═══ Materials provided
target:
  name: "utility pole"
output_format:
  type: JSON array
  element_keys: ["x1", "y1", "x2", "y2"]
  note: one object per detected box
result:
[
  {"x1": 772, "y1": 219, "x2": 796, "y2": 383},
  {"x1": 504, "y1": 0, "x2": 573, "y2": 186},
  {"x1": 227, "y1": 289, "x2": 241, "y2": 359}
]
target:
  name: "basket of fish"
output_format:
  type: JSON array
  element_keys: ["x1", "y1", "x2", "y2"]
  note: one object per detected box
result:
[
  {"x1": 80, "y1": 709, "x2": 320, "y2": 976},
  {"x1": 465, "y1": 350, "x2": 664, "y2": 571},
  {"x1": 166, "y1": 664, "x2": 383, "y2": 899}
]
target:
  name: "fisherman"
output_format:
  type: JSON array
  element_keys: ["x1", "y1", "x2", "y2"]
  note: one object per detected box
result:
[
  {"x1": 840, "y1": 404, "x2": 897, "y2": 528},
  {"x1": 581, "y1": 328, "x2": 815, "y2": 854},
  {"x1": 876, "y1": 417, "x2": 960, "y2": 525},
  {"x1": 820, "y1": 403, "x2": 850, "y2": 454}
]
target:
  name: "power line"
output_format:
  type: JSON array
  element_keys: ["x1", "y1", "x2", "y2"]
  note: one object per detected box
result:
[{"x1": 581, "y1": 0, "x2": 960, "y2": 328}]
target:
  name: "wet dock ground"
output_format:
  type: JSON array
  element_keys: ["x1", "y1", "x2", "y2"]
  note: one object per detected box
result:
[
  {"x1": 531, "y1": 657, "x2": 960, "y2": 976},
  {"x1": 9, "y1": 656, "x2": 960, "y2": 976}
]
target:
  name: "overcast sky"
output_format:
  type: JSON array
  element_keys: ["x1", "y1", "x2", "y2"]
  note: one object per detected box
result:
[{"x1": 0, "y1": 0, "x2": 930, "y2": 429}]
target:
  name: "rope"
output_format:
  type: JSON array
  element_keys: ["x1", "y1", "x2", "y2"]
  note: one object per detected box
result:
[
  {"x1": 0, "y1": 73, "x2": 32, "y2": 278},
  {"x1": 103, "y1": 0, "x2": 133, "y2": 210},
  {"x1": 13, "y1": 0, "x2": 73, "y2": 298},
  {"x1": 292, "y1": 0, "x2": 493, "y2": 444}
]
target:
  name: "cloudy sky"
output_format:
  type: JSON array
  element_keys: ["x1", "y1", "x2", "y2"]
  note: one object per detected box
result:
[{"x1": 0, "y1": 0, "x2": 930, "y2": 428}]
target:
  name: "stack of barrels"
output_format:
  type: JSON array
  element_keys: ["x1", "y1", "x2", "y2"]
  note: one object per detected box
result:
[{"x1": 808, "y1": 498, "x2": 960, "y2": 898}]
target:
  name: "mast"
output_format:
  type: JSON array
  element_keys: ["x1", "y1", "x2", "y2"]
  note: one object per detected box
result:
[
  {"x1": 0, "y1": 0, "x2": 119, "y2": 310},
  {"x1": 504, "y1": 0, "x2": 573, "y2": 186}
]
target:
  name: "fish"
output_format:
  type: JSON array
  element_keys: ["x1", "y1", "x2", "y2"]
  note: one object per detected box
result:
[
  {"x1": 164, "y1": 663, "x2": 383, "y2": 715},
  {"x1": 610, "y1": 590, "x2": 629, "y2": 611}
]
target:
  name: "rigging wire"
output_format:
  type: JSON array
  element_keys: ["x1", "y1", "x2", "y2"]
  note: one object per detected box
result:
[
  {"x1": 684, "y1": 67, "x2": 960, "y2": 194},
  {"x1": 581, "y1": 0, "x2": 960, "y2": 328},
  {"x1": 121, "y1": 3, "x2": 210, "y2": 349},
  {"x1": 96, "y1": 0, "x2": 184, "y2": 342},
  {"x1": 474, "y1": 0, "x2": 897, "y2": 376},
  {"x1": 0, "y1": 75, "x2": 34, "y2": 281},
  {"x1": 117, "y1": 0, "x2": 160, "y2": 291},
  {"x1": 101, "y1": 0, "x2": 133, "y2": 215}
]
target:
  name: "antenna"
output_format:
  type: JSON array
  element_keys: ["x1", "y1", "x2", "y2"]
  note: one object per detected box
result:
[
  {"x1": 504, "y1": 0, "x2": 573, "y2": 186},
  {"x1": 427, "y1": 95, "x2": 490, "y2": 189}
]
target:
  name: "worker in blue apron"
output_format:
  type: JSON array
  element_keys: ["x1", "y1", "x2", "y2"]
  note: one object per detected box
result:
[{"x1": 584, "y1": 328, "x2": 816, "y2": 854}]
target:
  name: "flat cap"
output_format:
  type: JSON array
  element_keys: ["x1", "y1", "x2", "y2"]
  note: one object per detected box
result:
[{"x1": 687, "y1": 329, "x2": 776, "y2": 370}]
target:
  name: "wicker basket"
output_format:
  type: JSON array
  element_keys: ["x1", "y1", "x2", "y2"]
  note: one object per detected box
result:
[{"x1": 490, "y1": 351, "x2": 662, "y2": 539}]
══════
● **Problem to solve**
State how many lines in the material above contain the word "basket". Reply with the number alone.

● **Exercise solution**
2